**EXERCISE GOAL**
Answer these questions from the sermon excerpt on Romans:
1. What should we walk in, according to the quoted passage from Romans 6:4?
2. To what does the sermon compare our past relationship to the law?
3. What does the speaker give as the answer to our marriage to the law?
:: SELECTED TEXT
But that's what Paul is doing. He's repeating the exact same
arguments from chapter 6 here in chapter 7. So you're going
to hear a lot of repetition. Romans 6, 4, therefore, we're
buried with him by baptism to death, that like as Christ was
raised from the dead by the glory of the Father, even so we should
walk in what? Newness of life. He says in the
22nd verse of Romans 6, being now made free from sin, you became
servants to God. You had your fruit unto holiness
in the end, everlasting life. Our past relationship to the
law is described here as a marriage. You were married to the law before
you were saved. I don't care if you didn't go
to church. I don't care if you were the worst lawbreaker there
was in your county. You still were married to that.
You were under the elementary elements of the world and bondage
to it. That's what Paul calls it, the
law in the book of Galatians. The elementary elements of the
world. We were under its authority.
We were under the name of the law. We could not be married
to Christ and be under grace as long as we are married to
the law. I think of I think of people
who have been awakened to their sins and they seek Christ and
they want him, but they're still married to the law. They haven't
died yet. They can recognize this is a
better husband than the law. This guy, he demands of me, he
verbally abuses me, and he kicks me around and says, you better
do. He grabs me by the hair of the head and says, do what I
say or else. They look at the tender love
of Jesus Christ and they say, oh, I want to be married to him.
But they can't. Not according to the apostle
here. The answer to our marriage to the law is union with Christ. Union with Christ is the answer
here. If what is true about Christ is true about us, then in certain
things, what is true about us was true about Christ prior to
the cross and upon the cross. We made that a statement earlier.
::::
:: DATA
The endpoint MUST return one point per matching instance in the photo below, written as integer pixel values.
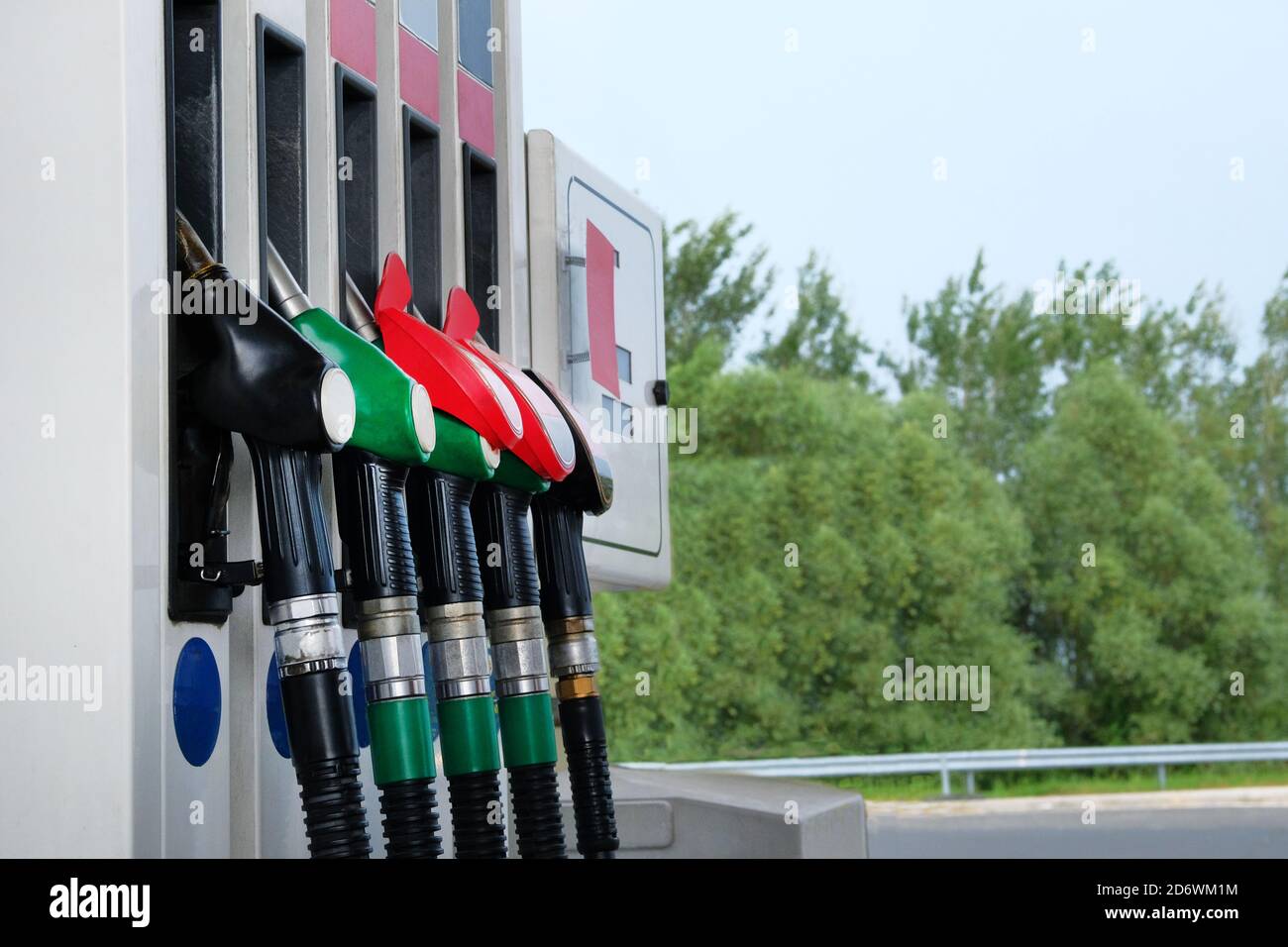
::::
**THE OUTPUT**
1. Newness of life.
2. A marriage.
3. Union with Christ.